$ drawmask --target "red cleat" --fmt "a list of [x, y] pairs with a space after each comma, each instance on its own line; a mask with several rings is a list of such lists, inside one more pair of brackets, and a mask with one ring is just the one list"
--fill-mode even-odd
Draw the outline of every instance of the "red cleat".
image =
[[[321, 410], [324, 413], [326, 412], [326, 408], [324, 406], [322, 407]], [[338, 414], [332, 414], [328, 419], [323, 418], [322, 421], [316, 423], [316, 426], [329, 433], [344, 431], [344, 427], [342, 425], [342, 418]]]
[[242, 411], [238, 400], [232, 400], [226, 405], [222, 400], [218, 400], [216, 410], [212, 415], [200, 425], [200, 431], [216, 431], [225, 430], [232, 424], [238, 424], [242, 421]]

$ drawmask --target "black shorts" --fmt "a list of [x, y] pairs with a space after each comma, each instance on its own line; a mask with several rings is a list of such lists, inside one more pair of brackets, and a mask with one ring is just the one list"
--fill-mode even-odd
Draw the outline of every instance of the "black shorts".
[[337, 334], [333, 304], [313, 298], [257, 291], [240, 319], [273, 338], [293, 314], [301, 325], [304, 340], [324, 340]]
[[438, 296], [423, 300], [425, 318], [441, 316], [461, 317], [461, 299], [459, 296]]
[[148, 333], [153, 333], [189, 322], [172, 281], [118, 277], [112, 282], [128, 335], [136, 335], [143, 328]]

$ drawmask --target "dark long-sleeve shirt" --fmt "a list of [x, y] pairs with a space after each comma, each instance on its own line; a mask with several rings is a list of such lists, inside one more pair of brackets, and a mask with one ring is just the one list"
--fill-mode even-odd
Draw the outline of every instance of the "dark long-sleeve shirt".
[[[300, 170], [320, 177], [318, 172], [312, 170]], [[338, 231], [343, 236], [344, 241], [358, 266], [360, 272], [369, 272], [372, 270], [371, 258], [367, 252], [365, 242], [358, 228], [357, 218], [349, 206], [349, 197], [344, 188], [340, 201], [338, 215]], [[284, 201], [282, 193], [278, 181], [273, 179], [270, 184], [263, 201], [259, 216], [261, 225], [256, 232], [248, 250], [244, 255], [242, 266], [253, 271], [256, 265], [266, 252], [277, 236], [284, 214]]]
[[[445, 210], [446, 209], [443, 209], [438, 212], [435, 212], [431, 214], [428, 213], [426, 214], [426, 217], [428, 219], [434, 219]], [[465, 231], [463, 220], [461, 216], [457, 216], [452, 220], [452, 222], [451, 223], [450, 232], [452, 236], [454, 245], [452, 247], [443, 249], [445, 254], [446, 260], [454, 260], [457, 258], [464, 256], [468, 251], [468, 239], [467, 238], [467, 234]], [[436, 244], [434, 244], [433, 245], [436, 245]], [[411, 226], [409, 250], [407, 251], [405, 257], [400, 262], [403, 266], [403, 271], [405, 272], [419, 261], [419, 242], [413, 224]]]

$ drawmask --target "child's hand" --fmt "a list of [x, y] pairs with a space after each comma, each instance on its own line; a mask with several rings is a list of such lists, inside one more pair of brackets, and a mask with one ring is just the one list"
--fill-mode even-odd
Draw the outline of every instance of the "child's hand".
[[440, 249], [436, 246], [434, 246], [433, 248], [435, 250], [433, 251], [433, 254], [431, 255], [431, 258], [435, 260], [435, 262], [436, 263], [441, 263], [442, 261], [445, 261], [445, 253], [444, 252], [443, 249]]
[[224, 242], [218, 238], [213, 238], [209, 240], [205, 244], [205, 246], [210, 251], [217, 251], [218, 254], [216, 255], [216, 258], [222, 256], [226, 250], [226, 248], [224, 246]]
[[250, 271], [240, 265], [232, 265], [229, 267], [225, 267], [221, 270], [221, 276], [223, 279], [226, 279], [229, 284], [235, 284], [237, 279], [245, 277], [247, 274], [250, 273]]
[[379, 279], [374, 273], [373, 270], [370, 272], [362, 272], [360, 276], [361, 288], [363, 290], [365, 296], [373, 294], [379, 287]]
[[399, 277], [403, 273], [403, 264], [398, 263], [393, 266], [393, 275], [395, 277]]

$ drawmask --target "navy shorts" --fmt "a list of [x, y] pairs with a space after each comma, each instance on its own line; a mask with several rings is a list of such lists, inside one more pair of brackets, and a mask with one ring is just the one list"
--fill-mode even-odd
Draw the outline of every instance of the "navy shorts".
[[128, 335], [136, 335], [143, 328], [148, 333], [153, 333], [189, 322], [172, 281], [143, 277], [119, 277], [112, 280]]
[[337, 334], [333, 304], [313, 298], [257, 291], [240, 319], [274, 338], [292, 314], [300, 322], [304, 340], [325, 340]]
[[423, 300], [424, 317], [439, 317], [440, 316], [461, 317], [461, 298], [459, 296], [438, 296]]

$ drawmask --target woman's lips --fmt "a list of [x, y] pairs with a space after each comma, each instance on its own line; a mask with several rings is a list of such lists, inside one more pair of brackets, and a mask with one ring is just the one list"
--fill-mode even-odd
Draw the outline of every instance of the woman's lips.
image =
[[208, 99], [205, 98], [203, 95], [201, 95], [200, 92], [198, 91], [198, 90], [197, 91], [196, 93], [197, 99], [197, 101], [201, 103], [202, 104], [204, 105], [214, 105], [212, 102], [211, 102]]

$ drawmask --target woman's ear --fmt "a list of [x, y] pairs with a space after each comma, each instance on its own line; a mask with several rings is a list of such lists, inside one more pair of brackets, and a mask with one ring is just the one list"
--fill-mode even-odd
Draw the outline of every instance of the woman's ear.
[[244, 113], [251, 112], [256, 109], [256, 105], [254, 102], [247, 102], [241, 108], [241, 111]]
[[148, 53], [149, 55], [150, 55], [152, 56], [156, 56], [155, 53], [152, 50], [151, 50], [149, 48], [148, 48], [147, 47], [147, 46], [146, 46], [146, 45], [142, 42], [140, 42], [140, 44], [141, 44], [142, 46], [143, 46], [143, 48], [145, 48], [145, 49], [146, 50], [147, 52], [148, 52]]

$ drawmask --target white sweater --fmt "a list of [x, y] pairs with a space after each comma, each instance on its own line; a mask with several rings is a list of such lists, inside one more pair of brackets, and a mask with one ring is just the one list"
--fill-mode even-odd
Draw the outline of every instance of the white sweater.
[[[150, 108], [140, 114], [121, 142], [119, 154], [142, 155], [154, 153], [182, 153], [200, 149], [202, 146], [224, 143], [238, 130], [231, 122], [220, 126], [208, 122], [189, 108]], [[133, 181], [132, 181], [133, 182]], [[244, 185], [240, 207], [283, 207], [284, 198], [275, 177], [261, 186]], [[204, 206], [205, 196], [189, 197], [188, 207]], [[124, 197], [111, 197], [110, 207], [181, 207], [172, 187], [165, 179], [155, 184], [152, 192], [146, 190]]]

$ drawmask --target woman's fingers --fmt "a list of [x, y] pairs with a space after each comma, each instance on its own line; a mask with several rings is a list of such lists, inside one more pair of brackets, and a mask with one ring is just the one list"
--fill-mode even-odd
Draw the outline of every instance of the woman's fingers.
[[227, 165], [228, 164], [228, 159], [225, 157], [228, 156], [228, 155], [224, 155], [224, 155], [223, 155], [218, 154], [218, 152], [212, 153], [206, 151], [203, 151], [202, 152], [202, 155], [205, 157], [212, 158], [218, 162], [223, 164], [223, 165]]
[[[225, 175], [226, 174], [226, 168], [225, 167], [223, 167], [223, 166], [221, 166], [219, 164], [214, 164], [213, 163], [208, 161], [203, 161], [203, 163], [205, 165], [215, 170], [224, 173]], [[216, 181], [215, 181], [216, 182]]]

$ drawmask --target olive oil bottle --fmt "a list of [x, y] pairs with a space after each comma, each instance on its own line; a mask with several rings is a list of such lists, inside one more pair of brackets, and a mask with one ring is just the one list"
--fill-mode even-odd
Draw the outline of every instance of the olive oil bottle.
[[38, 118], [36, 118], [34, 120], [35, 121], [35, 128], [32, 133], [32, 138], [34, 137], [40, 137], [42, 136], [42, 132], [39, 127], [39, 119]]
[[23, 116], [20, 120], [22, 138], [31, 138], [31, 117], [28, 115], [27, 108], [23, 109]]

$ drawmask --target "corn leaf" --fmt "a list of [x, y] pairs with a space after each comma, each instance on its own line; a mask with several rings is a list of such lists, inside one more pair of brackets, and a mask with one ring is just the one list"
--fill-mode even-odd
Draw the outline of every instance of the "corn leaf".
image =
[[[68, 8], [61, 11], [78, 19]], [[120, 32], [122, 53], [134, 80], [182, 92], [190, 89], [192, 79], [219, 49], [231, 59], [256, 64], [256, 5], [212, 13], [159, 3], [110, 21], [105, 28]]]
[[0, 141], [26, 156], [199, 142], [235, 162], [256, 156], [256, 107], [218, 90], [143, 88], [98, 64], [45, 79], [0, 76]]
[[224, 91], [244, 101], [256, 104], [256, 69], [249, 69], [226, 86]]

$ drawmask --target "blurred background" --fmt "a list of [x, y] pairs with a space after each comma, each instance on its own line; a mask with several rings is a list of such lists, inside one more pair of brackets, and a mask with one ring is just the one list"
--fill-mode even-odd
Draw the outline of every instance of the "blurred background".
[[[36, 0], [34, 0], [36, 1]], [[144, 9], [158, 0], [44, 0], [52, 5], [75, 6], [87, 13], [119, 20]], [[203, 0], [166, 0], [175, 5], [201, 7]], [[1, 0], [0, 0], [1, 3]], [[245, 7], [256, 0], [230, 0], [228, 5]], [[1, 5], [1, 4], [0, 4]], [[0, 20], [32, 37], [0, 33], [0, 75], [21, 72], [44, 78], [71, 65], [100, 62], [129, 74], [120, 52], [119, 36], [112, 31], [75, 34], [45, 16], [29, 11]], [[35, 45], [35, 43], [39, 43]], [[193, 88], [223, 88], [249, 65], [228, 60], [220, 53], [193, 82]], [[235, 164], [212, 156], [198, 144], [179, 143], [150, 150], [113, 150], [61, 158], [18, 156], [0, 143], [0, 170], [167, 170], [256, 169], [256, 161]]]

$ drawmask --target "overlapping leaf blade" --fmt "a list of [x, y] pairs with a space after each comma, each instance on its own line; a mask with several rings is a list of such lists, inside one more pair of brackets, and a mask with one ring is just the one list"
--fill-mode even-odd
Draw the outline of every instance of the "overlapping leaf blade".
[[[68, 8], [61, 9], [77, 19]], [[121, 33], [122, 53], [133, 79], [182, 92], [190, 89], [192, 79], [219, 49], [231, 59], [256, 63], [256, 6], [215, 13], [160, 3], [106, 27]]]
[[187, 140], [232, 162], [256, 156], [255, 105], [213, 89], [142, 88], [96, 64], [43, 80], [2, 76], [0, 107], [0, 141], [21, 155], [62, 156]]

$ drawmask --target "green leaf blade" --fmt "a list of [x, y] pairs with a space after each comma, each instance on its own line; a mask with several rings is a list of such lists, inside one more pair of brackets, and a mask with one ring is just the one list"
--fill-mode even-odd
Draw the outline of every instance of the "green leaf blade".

> [Prompt] Rewrite every line from the start of the items up to and including the line containing "335], [143, 328]]", requests included, with each polygon coordinate in the answers scaled by 0.5 and rounded to a whole number, halves rounded up. Leave the requests and their format descriptions unchanged.

> [Result]
$ drawmask --target "red cleat" --fmt "a list of [x, y] pairs with a space after each comma, each instance on its own line; a mask with several rings is a list of such lists, inside one more pair of brackets, and a mask with one ring is just the one list"
--fill-mode even-odd
Draw the outline of every instance of the "red cleat".
image =
[[[161, 205], [162, 207], [163, 206], [163, 204], [162, 203], [161, 204]], [[169, 207], [166, 207], [164, 210], [162, 209], [161, 211], [158, 212], [158, 213], [165, 217], [172, 216], [172, 214], [171, 213], [171, 209]]]
[[121, 206], [119, 200], [116, 200], [113, 203], [111, 200], [109, 200], [108, 205], [106, 208], [100, 213], [100, 216], [108, 216], [113, 215], [116, 212], [119, 212], [121, 211]]

$ drawmask --target "black shorts" --fmt "a list of [x, y] pairs with a space after each comma, each instance on its own line; a mask with several rings is a list of such lists, inside one more pair of brackets, and a mask with one ring is just the one list"
--fill-mode even-odd
Draw the outline of every instance of the "black shorts".
[[169, 167], [167, 152], [157, 149], [129, 146], [120, 160], [137, 169], [147, 157], [151, 163], [152, 170], [162, 170]]
[[219, 148], [212, 150], [213, 159], [221, 158], [231, 159], [231, 150], [230, 148]]
[[74, 167], [77, 167], [95, 161], [86, 141], [59, 139], [56, 141], [64, 168], [68, 168], [72, 164]]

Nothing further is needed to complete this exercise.